*EXERCISE INPUT:*
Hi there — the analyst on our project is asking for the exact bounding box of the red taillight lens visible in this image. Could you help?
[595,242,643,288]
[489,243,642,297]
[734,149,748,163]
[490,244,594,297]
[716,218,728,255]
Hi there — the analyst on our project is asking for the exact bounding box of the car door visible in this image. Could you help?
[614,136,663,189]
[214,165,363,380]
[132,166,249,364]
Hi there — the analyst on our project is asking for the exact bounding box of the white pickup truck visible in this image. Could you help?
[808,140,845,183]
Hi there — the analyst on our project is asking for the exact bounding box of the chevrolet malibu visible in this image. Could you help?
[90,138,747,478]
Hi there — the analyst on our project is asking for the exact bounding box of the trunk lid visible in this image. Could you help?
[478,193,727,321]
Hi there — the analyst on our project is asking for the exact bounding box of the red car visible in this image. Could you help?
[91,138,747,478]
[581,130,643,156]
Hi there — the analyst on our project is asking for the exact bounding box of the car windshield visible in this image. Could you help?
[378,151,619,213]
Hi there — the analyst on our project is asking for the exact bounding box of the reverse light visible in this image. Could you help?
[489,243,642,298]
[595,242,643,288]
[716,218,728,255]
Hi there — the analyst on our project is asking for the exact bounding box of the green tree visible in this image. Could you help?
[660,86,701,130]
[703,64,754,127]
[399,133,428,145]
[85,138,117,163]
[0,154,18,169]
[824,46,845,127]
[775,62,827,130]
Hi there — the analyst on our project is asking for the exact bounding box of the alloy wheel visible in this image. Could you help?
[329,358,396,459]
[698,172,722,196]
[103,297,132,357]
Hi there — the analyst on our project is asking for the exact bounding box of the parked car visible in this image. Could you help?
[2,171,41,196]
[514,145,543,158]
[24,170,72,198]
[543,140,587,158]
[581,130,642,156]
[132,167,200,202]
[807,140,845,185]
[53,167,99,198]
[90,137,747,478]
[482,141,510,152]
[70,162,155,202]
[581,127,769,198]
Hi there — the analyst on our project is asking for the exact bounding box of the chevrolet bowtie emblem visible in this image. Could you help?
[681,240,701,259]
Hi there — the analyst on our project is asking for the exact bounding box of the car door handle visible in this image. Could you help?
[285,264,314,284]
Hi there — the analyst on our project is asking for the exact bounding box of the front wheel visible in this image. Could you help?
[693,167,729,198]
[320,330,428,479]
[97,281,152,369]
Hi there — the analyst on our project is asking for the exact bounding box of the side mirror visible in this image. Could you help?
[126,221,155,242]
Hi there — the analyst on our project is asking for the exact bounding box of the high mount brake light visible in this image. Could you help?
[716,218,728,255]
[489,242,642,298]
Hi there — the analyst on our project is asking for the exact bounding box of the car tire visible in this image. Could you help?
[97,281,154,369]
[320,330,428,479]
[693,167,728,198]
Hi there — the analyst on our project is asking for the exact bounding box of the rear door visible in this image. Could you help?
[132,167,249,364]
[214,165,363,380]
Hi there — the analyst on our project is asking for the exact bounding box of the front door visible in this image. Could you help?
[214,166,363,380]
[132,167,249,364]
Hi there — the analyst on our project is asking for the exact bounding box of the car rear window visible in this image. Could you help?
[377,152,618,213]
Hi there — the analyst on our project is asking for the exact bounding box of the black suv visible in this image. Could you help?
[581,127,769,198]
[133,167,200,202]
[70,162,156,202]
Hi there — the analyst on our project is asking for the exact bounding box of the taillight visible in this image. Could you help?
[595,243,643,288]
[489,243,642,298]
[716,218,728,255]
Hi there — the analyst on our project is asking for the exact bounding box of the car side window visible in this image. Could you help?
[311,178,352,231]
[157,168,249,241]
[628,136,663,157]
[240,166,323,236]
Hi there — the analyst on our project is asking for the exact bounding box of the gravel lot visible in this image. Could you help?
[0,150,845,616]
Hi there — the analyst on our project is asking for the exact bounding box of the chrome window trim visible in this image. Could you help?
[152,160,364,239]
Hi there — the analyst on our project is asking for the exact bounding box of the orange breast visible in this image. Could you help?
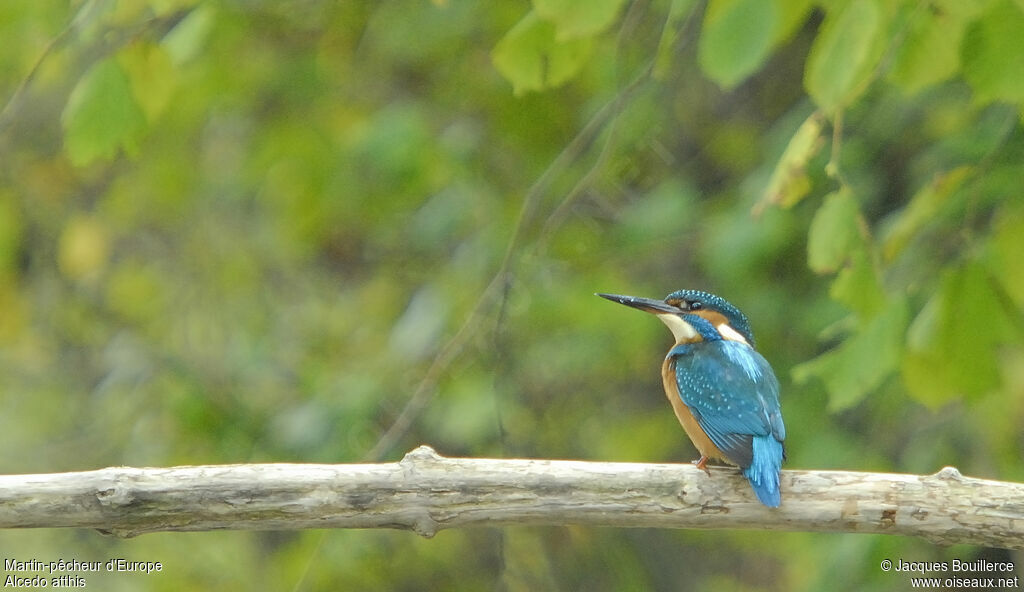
[662,360,732,464]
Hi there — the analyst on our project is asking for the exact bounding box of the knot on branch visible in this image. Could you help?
[932,467,964,481]
[96,480,135,508]
[401,445,443,465]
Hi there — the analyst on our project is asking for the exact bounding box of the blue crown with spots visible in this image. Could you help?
[665,290,754,347]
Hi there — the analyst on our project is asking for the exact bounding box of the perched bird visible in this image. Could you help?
[598,290,785,508]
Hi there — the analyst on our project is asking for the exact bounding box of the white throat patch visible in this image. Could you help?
[715,323,750,345]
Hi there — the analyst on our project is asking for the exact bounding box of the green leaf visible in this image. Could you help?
[772,0,814,45]
[828,249,886,320]
[754,112,824,213]
[807,187,863,273]
[962,0,1024,103]
[161,3,217,66]
[697,0,778,89]
[793,300,907,412]
[882,167,973,261]
[889,4,968,93]
[902,261,1020,408]
[534,0,624,41]
[118,42,177,122]
[987,204,1024,309]
[804,0,886,114]
[492,11,592,95]
[653,0,695,80]
[61,58,145,166]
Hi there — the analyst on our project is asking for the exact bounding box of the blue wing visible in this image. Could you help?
[669,340,785,467]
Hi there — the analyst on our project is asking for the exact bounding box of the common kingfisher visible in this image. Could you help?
[598,290,785,508]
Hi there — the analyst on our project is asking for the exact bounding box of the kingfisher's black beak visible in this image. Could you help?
[595,293,682,314]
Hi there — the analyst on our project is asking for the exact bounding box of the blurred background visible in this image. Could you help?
[0,0,1024,591]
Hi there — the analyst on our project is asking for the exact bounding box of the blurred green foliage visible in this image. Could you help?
[0,0,1024,590]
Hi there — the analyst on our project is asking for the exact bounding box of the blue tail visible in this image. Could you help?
[743,434,782,508]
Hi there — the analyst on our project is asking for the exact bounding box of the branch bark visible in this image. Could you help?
[0,447,1024,549]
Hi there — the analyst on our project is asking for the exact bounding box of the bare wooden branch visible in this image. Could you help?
[0,447,1024,549]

*WHAT YOU NEED TO DO:* Pull from the listing above every line, starting with the line that contains "spots visible in this image. Could you help?" and continuing through the line that contains "[715,323,750,345]", both included, and copy them out unchanged.

*CORRECT ANSWER:*
Hi there — the analyst on our project is asking for the exact bounding box of the blue crown with spots visible in this image. Could you help?
[665,290,754,347]
Hi there — the analyst on our project is asking for the exact bounding box of the perched bird visible in this image. Could you help?
[598,290,785,508]
Hi there — the analyst on our project is asking for the exact bounding box of the white throat patch visible in this image. Could you help?
[715,323,750,345]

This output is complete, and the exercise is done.